→ **WRITTEN REQUEST**: Gather every line of the material below that contains the string "wall", and list them.

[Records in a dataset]
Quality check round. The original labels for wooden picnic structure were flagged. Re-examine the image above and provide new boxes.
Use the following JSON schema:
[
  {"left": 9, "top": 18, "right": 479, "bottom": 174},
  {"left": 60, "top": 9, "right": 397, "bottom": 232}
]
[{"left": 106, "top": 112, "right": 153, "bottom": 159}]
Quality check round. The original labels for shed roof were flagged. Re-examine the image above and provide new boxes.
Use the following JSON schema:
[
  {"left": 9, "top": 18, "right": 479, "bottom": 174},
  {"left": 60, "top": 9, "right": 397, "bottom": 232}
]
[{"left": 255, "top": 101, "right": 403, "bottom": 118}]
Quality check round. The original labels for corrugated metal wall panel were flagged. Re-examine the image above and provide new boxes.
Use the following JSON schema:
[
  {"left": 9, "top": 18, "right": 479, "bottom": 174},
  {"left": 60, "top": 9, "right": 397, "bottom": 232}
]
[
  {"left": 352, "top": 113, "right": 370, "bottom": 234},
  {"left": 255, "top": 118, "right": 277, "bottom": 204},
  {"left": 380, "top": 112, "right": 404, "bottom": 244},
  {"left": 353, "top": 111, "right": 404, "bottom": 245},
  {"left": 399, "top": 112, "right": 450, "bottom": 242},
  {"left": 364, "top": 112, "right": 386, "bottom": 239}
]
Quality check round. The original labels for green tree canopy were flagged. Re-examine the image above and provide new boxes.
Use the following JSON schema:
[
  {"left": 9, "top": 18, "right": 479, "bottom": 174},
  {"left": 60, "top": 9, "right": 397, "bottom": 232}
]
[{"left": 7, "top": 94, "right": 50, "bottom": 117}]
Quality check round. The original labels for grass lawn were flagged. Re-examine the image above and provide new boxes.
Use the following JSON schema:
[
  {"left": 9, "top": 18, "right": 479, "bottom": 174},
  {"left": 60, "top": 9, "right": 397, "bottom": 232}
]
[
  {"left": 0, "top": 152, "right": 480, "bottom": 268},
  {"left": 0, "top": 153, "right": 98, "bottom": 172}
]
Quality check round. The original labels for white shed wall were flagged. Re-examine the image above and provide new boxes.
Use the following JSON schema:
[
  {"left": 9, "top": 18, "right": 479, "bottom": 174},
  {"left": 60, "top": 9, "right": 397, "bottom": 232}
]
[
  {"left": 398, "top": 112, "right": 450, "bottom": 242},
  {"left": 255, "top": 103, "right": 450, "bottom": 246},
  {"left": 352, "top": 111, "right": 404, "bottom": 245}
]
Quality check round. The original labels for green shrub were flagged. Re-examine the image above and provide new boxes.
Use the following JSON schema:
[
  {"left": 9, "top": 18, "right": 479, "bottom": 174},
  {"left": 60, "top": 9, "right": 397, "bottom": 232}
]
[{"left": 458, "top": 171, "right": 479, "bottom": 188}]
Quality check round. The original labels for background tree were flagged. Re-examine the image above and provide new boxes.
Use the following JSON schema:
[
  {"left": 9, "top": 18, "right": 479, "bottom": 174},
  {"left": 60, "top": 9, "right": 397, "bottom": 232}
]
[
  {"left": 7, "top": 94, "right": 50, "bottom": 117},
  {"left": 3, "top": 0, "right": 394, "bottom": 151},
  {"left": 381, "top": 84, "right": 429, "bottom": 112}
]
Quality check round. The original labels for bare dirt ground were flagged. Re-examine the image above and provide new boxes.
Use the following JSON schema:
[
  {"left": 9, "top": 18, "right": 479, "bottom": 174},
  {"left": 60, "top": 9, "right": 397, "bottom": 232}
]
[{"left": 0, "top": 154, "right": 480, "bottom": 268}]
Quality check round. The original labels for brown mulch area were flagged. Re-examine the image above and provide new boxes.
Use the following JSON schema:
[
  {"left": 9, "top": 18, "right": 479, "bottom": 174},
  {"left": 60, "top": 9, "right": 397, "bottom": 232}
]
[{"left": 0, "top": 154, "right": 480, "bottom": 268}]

==

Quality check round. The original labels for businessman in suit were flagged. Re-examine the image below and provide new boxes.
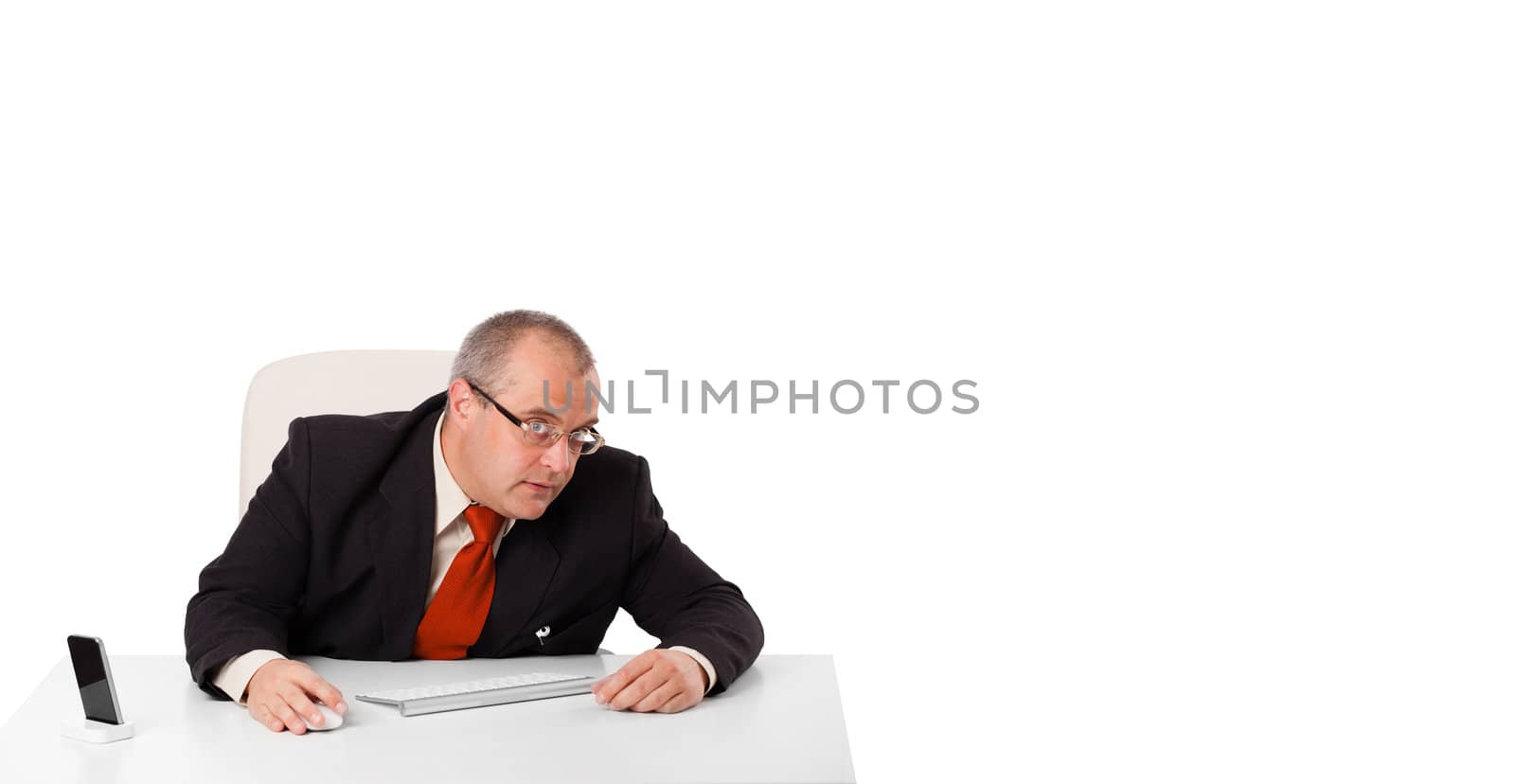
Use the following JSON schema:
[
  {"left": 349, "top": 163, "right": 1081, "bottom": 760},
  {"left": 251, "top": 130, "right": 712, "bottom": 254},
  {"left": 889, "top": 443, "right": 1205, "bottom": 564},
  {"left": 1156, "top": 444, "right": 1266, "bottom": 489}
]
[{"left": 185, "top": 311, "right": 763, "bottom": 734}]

→ **FINISHED ANSWER**:
Quality check round. The original labels for corrugated metal wall panel were flagged. Re-examine the image above and provide new boxes.
Quality check round. The original labels for white shed wall were flagged. Re-examine the image above and provide new boxes.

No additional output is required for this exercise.